<<<<

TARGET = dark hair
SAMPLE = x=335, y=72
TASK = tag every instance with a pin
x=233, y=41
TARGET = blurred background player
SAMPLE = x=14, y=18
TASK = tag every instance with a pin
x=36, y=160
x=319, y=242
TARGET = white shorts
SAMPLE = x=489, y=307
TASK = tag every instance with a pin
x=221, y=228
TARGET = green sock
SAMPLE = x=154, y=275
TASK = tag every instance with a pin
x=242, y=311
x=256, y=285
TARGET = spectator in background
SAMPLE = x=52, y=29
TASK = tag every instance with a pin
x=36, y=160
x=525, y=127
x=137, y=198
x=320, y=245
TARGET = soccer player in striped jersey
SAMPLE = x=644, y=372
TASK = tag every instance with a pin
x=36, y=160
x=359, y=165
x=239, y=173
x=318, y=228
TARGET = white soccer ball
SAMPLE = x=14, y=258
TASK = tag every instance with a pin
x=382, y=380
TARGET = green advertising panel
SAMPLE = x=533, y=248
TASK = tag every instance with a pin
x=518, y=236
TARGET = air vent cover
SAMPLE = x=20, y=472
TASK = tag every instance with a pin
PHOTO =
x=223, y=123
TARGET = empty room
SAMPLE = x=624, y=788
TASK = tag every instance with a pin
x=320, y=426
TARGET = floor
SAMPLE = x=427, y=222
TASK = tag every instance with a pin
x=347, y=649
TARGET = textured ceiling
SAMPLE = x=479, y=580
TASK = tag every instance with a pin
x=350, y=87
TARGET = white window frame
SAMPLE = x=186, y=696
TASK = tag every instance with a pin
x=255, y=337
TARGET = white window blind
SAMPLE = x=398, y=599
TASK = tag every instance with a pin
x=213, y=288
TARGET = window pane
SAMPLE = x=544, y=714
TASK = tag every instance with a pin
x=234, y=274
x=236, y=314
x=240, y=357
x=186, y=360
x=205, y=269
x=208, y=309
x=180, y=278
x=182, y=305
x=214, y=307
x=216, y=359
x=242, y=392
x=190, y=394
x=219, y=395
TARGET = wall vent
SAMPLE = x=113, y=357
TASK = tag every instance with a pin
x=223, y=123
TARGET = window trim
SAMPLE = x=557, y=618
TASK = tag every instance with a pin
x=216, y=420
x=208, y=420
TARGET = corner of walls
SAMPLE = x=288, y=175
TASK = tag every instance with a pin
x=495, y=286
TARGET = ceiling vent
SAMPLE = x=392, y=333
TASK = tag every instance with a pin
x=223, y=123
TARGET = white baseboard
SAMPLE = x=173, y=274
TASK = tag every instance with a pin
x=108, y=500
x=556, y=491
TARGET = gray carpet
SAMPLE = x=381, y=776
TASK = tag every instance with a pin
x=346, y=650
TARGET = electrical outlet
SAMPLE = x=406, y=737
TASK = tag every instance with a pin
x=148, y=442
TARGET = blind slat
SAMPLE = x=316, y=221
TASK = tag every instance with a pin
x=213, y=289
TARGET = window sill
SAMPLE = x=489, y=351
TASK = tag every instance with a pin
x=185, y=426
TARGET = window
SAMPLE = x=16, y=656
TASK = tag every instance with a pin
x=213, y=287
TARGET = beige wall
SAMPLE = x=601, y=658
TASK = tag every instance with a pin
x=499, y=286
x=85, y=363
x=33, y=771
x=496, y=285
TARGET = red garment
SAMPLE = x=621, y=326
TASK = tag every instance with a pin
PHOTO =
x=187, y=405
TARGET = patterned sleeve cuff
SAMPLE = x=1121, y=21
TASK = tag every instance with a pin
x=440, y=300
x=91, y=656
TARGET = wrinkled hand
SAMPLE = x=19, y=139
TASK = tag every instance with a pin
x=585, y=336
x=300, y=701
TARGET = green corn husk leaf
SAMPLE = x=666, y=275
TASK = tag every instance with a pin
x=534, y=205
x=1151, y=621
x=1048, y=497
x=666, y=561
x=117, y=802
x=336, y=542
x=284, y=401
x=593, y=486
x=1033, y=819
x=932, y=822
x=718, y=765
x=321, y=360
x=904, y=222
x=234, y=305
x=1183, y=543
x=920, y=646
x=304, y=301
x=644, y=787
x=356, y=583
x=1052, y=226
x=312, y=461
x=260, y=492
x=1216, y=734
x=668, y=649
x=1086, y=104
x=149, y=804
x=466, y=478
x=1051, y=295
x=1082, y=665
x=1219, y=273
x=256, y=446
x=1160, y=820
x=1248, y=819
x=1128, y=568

>>>>

# Goal
Print the rows above word for word, from the line with "TARGET = white baseboard" to the line with "x=496, y=285", both of those lines included.

# Correct output
TARGET = white baseboard
SAMPLE = x=173, y=274
TASK = tag every instance with a pin
x=108, y=500
x=556, y=491
TARGET = gray carpet
SAMPLE = x=381, y=776
TASK = tag every instance with a pin
x=346, y=650
TARGET = electrical outlet
SAMPLE = x=406, y=737
TASK = tag every instance with a pin
x=148, y=442
TARGET = blind slat
SAMPLE = x=316, y=221
TASK = tag every instance with a pin
x=213, y=289
TARGET = window sill
SAMPLE = x=489, y=351
TASK = tag every instance with a pin
x=185, y=426
TARGET = window
SAMPLE = x=16, y=656
TASK = tag every instance with a pin
x=213, y=287
TARGET = beige wall
SAMPLE = x=601, y=658
TASK = tag every instance with a pin
x=499, y=286
x=85, y=363
x=33, y=771
x=496, y=285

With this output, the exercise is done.